### Assigned task:
Once the pictures are set aside, reproduce the entries below exactly.

⟨

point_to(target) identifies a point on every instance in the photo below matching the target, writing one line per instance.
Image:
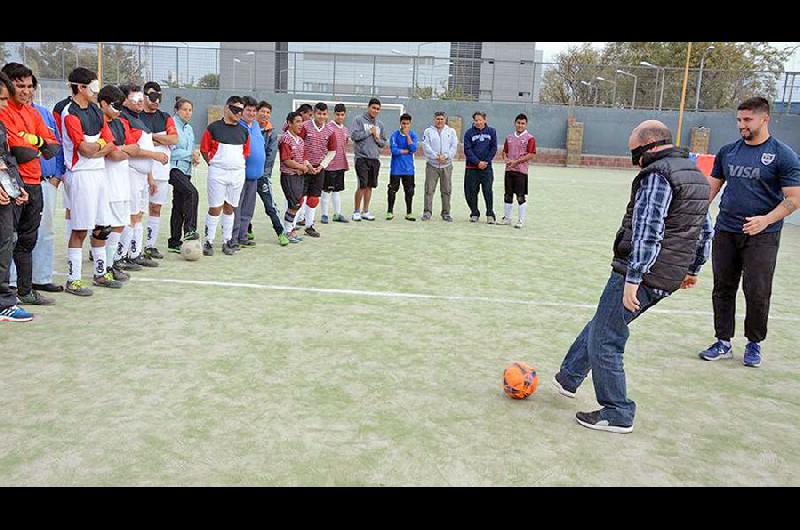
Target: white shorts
(224, 185)
(162, 192)
(88, 199)
(140, 192)
(119, 213)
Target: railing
(401, 76)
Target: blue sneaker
(752, 355)
(15, 314)
(717, 351)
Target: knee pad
(101, 232)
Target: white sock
(227, 227)
(326, 196)
(153, 223)
(138, 240)
(99, 255)
(311, 213)
(112, 245)
(74, 258)
(124, 243)
(337, 203)
(211, 227)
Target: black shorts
(367, 171)
(516, 183)
(293, 187)
(314, 184)
(334, 180)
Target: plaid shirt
(650, 208)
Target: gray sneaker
(34, 298)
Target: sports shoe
(78, 288)
(106, 280)
(119, 275)
(127, 265)
(48, 287)
(592, 420)
(153, 253)
(717, 351)
(752, 355)
(145, 261)
(562, 389)
(15, 314)
(229, 248)
(34, 298)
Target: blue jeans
(600, 348)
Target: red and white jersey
(118, 183)
(342, 136)
(291, 147)
(83, 125)
(517, 146)
(318, 141)
(141, 133)
(225, 146)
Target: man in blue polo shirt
(763, 187)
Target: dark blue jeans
(264, 190)
(600, 348)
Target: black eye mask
(636, 154)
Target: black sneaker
(153, 253)
(562, 388)
(592, 420)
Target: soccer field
(374, 355)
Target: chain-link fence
(403, 76)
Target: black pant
(30, 216)
(751, 258)
(9, 214)
(408, 189)
(475, 179)
(185, 198)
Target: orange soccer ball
(520, 380)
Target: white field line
(421, 296)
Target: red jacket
(25, 118)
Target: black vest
(682, 226)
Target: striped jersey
(83, 125)
(318, 141)
(342, 134)
(291, 147)
(517, 146)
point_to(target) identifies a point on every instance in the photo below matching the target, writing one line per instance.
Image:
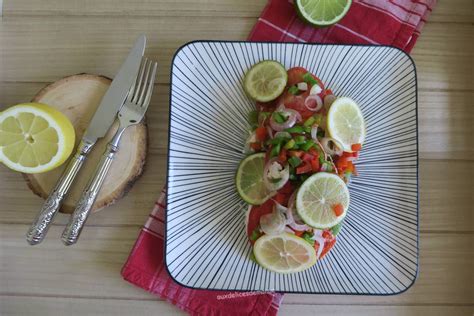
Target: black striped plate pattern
(206, 245)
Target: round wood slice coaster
(78, 97)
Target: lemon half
(34, 138)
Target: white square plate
(206, 244)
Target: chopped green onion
(303, 177)
(308, 78)
(279, 118)
(318, 118)
(253, 117)
(275, 150)
(294, 161)
(307, 236)
(306, 146)
(276, 140)
(293, 90)
(295, 129)
(309, 121)
(289, 144)
(263, 116)
(300, 139)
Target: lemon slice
(34, 138)
(284, 253)
(249, 180)
(317, 197)
(345, 123)
(265, 81)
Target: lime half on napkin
(322, 12)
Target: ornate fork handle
(43, 220)
(89, 195)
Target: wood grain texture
(42, 41)
(15, 306)
(91, 268)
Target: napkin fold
(383, 22)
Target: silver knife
(103, 118)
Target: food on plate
(301, 150)
(34, 138)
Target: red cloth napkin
(145, 268)
(385, 22)
(393, 22)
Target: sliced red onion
(282, 135)
(281, 174)
(329, 100)
(270, 132)
(273, 223)
(313, 102)
(291, 118)
(318, 237)
(316, 89)
(314, 132)
(335, 149)
(303, 86)
(293, 218)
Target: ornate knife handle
(89, 195)
(51, 206)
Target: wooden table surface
(42, 41)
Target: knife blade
(102, 120)
(116, 94)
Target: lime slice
(317, 197)
(284, 253)
(322, 12)
(249, 180)
(34, 138)
(265, 81)
(346, 123)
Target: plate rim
(170, 107)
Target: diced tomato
(295, 153)
(356, 147)
(338, 209)
(315, 165)
(281, 198)
(266, 106)
(313, 152)
(261, 133)
(256, 212)
(287, 188)
(342, 163)
(256, 146)
(282, 155)
(295, 75)
(330, 241)
(304, 168)
(296, 102)
(299, 233)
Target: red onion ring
(313, 102)
(329, 100)
(285, 175)
(325, 142)
(291, 218)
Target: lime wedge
(265, 81)
(345, 123)
(249, 180)
(284, 253)
(317, 197)
(322, 12)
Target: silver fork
(131, 113)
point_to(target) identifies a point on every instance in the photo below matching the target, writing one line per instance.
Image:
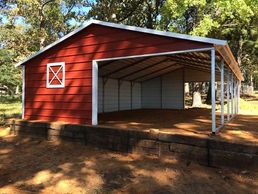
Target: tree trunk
(197, 98)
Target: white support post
(238, 96)
(95, 93)
(213, 99)
(228, 101)
(235, 95)
(23, 91)
(232, 95)
(222, 91)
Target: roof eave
(131, 28)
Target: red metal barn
(103, 67)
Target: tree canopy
(28, 25)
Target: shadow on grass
(30, 164)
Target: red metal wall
(73, 103)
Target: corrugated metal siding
(151, 93)
(111, 95)
(164, 92)
(73, 103)
(173, 90)
(136, 96)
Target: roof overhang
(220, 45)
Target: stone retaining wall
(207, 151)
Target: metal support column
(228, 101)
(222, 91)
(213, 99)
(232, 95)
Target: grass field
(11, 108)
(33, 165)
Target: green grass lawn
(9, 108)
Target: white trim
(232, 94)
(131, 28)
(49, 68)
(228, 93)
(23, 92)
(156, 54)
(222, 92)
(213, 99)
(94, 115)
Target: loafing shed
(103, 67)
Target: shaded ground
(30, 165)
(197, 122)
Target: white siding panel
(111, 96)
(125, 95)
(172, 90)
(100, 93)
(136, 101)
(151, 93)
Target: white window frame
(62, 81)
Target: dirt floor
(30, 165)
(197, 122)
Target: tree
(143, 13)
(234, 20)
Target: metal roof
(145, 68)
(131, 28)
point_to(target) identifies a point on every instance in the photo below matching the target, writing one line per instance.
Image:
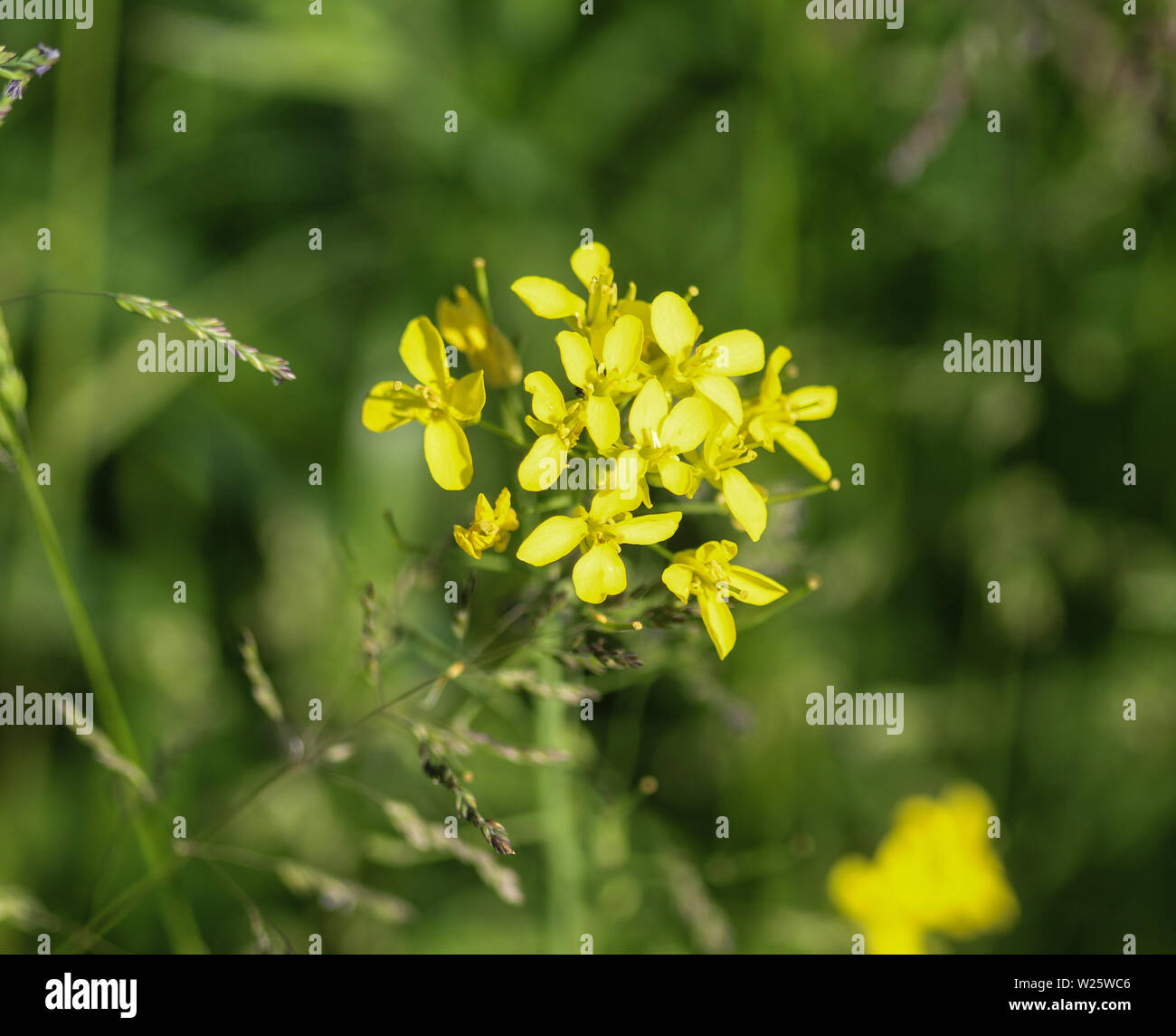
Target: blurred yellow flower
(772, 416)
(492, 526)
(708, 574)
(935, 871)
(599, 533)
(465, 326)
(441, 404)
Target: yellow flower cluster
(653, 404)
(935, 871)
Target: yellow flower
(465, 326)
(593, 315)
(557, 424)
(708, 574)
(599, 533)
(772, 416)
(492, 526)
(441, 404)
(602, 383)
(708, 368)
(722, 453)
(659, 435)
(936, 870)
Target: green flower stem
(177, 917)
(495, 430)
(716, 507)
(483, 289)
(554, 723)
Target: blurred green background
(610, 122)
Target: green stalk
(716, 507)
(177, 917)
(564, 856)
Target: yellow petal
(552, 540)
(648, 528)
(603, 421)
(744, 502)
(545, 399)
(606, 505)
(447, 454)
(687, 424)
(467, 396)
(422, 350)
(599, 574)
(577, 359)
(769, 387)
(678, 579)
(544, 462)
(736, 352)
(633, 307)
(724, 394)
(674, 322)
(802, 447)
(678, 478)
(622, 346)
(812, 403)
(502, 509)
(647, 411)
(386, 407)
(716, 616)
(462, 540)
(753, 588)
(631, 475)
(589, 261)
(547, 298)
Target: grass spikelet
(424, 838)
(206, 328)
(439, 770)
(262, 689)
(337, 893)
(109, 757)
(19, 71)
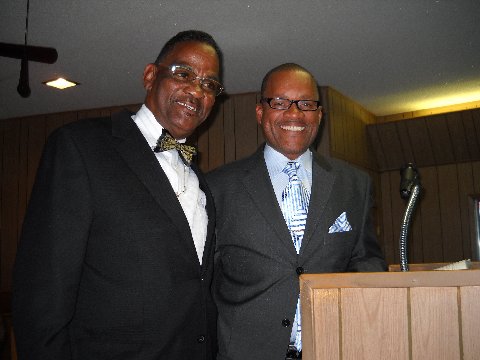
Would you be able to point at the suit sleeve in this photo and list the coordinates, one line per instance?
(50, 254)
(367, 255)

⟩

### Response to the exercise:
point_to(target) identifies a point on every instance in the photo below matching the target, writing one line per instance.
Image:
Target: white shorts
(224, 185)
(162, 192)
(88, 199)
(140, 192)
(119, 213)
Target: railing
(401, 76)
Target: blue sneaker
(752, 355)
(15, 314)
(717, 351)
Target: knee pad
(101, 232)
Target: white sock
(227, 227)
(326, 196)
(153, 223)
(138, 240)
(99, 255)
(311, 213)
(112, 245)
(74, 258)
(124, 243)
(337, 203)
(211, 227)
Target: black shorts
(367, 171)
(516, 183)
(293, 187)
(314, 184)
(334, 180)
Target: plaid shirt
(650, 208)
Target: gray sneaker
(34, 298)
Target: sports shoe
(78, 288)
(106, 280)
(119, 275)
(127, 265)
(48, 287)
(592, 420)
(153, 253)
(717, 351)
(752, 355)
(145, 261)
(562, 389)
(15, 314)
(229, 248)
(34, 298)
Target: blue jeans
(600, 348)
Target: red and white jersey
(118, 183)
(342, 136)
(291, 147)
(83, 125)
(517, 146)
(318, 141)
(141, 133)
(225, 146)
Target: man in blue polo shirt
(763, 187)
Target: dark blue jeans
(264, 190)
(600, 348)
Target: black eye mask
(636, 154)
Target: black sneaker
(153, 253)
(562, 388)
(592, 420)
Target: soccer field
(374, 355)
Target: chain-link fence
(403, 76)
Target: black pant
(30, 216)
(751, 258)
(9, 214)
(408, 189)
(475, 179)
(185, 198)
Target: orange soccer ball
(520, 380)
Target: white field line
(421, 296)
Target: red jacket
(25, 118)
Target: black vest
(682, 226)
Target: striped jersey
(83, 125)
(318, 141)
(342, 134)
(291, 147)
(517, 146)
point_to(target) identifies a point on every instance in the photo below matching the target, writing one line per instance.
Image:
Target: black striped plate pattern
(206, 245)
Target: round wood slice coaster
(78, 97)
Target: lemon half
(34, 138)
Target: white square plate
(206, 244)
Target: chopped green onion
(303, 177)
(308, 78)
(279, 118)
(318, 118)
(253, 117)
(275, 150)
(294, 161)
(307, 236)
(306, 146)
(276, 140)
(293, 90)
(295, 129)
(309, 121)
(289, 144)
(263, 116)
(300, 139)
Target: lemon slice
(34, 138)
(284, 253)
(249, 180)
(317, 197)
(345, 123)
(265, 81)
Target: lime half on napkin
(322, 12)
Target: ornate fork handle
(43, 220)
(89, 195)
Target: wood grain texture
(42, 41)
(15, 306)
(91, 268)
Target: napkin fold
(383, 22)
Target: silver knife
(103, 118)
Target: food on plate
(301, 150)
(34, 138)
Target: red cloth napkin
(145, 268)
(385, 22)
(393, 22)
Target: sliced red onion
(282, 135)
(281, 174)
(329, 100)
(270, 132)
(273, 223)
(313, 102)
(291, 118)
(318, 237)
(316, 89)
(314, 132)
(335, 149)
(303, 86)
(293, 218)
Target: ornate knife handle
(89, 195)
(51, 206)
Target: wooden table surface
(42, 41)
Target: knife blade
(102, 120)
(116, 94)
Target: lime slice
(317, 197)
(284, 253)
(322, 12)
(249, 180)
(34, 138)
(265, 81)
(346, 123)
Target: plate rim
(170, 107)
Target: diced tomato
(295, 153)
(356, 147)
(338, 209)
(315, 165)
(281, 198)
(266, 106)
(313, 152)
(261, 133)
(256, 212)
(287, 188)
(342, 163)
(256, 146)
(282, 155)
(295, 75)
(330, 241)
(304, 168)
(296, 102)
(299, 233)
Target: red onion ring
(313, 102)
(329, 100)
(285, 175)
(325, 142)
(291, 218)
Target: lime wedge
(265, 81)
(345, 123)
(249, 180)
(284, 253)
(317, 197)
(322, 12)
Target: silver fork
(131, 113)
point_to(target) identifies a point on every instance in the photo below matching the target, writing one line per instance.
Image:
Target: tree trunk
(197, 98)
Target: white support post
(238, 96)
(95, 93)
(213, 99)
(228, 101)
(235, 95)
(23, 91)
(232, 95)
(222, 91)
Target: roof eave
(131, 28)
Target: red metal barn
(103, 67)
Target: tree canopy
(28, 25)
Target: shadow on grass
(30, 164)
Target: red metal wall
(73, 103)
Target: corrugated metal siding
(151, 93)
(111, 95)
(164, 92)
(73, 103)
(173, 90)
(136, 96)
Target: roof overhang
(220, 45)
Target: stone retaining wall
(207, 151)
Target: metal support column
(228, 101)
(222, 91)
(213, 99)
(232, 95)
Target: grass field
(11, 108)
(33, 165)
Target: green grass lawn
(9, 108)
Target: white trim
(232, 94)
(131, 28)
(49, 68)
(228, 93)
(23, 92)
(156, 54)
(222, 92)
(213, 99)
(94, 115)
Target: loafing shed
(103, 67)
Target: shaded ground
(30, 165)
(197, 122)
Target: white siding panel
(111, 96)
(125, 95)
(172, 90)
(100, 93)
(136, 101)
(151, 93)
Target: white window frame
(62, 81)
Target: dirt floor
(30, 165)
(197, 122)
Target: tree
(143, 13)
(234, 20)
Target: metal roof
(145, 68)
(131, 28)
point_to(target) identifies a point on every instance in the photo below matching the target, writing one line per instance.
Image:
Target: blurred yellow flower
(772, 416)
(492, 526)
(708, 574)
(935, 871)
(599, 533)
(465, 326)
(441, 404)
Target: yellow flower cluster
(653, 404)
(935, 871)
Target: yellow flower
(465, 326)
(593, 315)
(557, 424)
(708, 574)
(599, 533)
(772, 416)
(492, 526)
(441, 404)
(602, 383)
(708, 368)
(722, 453)
(659, 435)
(936, 870)
Target: green flower stem
(177, 917)
(495, 430)
(716, 507)
(483, 289)
(554, 723)
Target: blurred green background
(610, 122)
Target: green stalk
(716, 507)
(177, 917)
(564, 856)
Target: yellow petal
(552, 540)
(648, 528)
(603, 421)
(744, 502)
(545, 399)
(606, 505)
(447, 454)
(687, 424)
(467, 396)
(422, 350)
(599, 574)
(577, 359)
(769, 387)
(678, 579)
(544, 462)
(736, 352)
(633, 307)
(724, 394)
(674, 322)
(802, 447)
(678, 478)
(622, 346)
(812, 403)
(502, 509)
(647, 411)
(386, 407)
(716, 616)
(462, 540)
(753, 588)
(631, 475)
(589, 261)
(547, 298)
Target: grass spikelet
(424, 838)
(206, 328)
(439, 770)
(262, 689)
(337, 893)
(109, 757)
(19, 71)
Would you be able to point at the suit sleeve in this photo and list the coordinates, one line per instance?
(50, 254)
(367, 255)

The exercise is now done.